Passage provided:

___

Nguyen faced Ryan Benoit on November 15, 2015, at UFC 193. He won the fight via submission in the first round.

Nguyen was expected to face Justin Scoggins on March 20, 2016, at UFC Fight Night 85. However, Scoggins pulled out of the fight in the week leading up to the event citing injury. As a result, Nguyen was pulled from the card entirely.

Nguyen next faced Louis Smolka on July 13, 2016, at UFC Fight Night 91. He lost the fight via TKO in the second round.

Nguyen faced Geane Herrera on November 27, 2016, at UFC Fight Night 101. He won the fight via unanimous decision.

Nguyen was expected to face Joseph Benavidez on June 11, 2017, at UFC Fight Night 110. However, Benavidez pulled out of the fight on May 10 with a knee injury and was replaced by Tim Elliott. He won the fight by submission due to a rear-naked choke in the first round. The win also earned him his first Performance of the Night bonus award.

Nguyen faced Jussier Formiga on February 11, 2018, at UFC 221. He lost the fight via technical submission in the third round due to a rear-naked choke.

Nguyen faced Wilson Reis on December 2, 2018, at UFC Fight Night 142. He lost the fight via unanimous decision and was subsequently released from the promotion.

===Rizin Fighting Federation===
On January 31, 2019 Rizin Fighting Federation announced Nguyen had signed for the promotion. He faced Kyoji Horiguchi in a 132-pound catchweight bout on April 21, 2019, at Rizin 15. Nguyen lost the fight via TKO in the first round.

==Personal life==
Nguyen's hometown is Sioux Falls, South Dakota. Nguyen said that he started Taekwondo when he was twelve years old after he was bullied in school. After high school, he went to college to become an engineer but then he switched paths to follow his dream of becoming an MMA fighter.

Nguyen met his wife, Brisbane kickboxer April Adams, while training in Thailand, eventually following her to make Brisbane his home. They married in late 2015. In a 2015 video, Nguyen said that he owns two cats which were both about a year old. Nguyen said that he likes cars and motorcycles.

==Championships and accomplishments==
- Ultimate Fighting Championship
  - Performance of the Night (One time) vs. Tim Elliott
  - UFC.com Awards
    - 2015: Ranked #10 Newcomer of the Year
- Nitro MMA
  - Nitro MMA Bantamweight Champion (One Time)

___

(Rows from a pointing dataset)
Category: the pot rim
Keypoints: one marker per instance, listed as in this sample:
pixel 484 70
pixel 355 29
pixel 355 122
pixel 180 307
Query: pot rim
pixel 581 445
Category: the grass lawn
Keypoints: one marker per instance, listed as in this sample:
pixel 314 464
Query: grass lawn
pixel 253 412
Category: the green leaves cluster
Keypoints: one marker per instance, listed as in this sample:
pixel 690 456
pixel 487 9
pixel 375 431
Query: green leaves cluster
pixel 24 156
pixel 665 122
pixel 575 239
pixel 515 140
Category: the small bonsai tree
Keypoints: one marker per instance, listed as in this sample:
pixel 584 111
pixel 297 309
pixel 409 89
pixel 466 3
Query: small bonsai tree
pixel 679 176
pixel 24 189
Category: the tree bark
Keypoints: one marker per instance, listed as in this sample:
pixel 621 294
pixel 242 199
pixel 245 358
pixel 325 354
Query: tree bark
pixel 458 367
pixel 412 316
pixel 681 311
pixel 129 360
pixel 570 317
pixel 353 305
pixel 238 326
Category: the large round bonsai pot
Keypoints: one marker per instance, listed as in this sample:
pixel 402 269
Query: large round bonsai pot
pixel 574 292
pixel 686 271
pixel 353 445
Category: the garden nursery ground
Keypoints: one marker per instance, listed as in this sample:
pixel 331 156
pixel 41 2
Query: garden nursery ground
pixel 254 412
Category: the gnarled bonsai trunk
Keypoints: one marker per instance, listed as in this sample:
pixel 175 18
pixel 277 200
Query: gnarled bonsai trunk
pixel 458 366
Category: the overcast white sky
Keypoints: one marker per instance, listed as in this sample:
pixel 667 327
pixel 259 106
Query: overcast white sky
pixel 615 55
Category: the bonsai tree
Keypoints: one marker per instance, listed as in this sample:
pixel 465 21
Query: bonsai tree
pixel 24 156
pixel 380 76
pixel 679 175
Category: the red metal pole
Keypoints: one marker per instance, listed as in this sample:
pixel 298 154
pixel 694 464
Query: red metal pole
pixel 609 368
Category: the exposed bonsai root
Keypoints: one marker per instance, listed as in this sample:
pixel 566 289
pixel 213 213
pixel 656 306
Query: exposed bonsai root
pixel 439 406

___

Exercise instructions:
A. Answer these from the passage on Nguyen's fighting career, one answer per line, marked the same way:
(i) Who replaced Joseph Benavidez as Nguyen's opponent at UFC Fight Night 110?
(ii) At what age did Nguyen start Taekwondo?
(iii) At which event did Nguyen face Kyoji Horiguchi?
B. Render the lines of the records as a numbered list, from the line with "Category: the bonsai tree" up to and including the line with "pixel 609 368". Leave out blank lines.

Solution set:
A.
(i) Tim Elliott
(ii) Twelve years old
(iii) Rizin 15

B.
1. Category: the bonsai tree
2. Keypoints: one marker per instance, listed as in this sample:
3. pixel 465 21
4. Query: bonsai tree
5. pixel 24 156
6. pixel 380 76
7. pixel 679 175
8. Category: the red metal pole
9. Keypoints: one marker per instance, listed as in this sample:
10. pixel 298 154
11. pixel 694 464
12. Query: red metal pole
13. pixel 609 368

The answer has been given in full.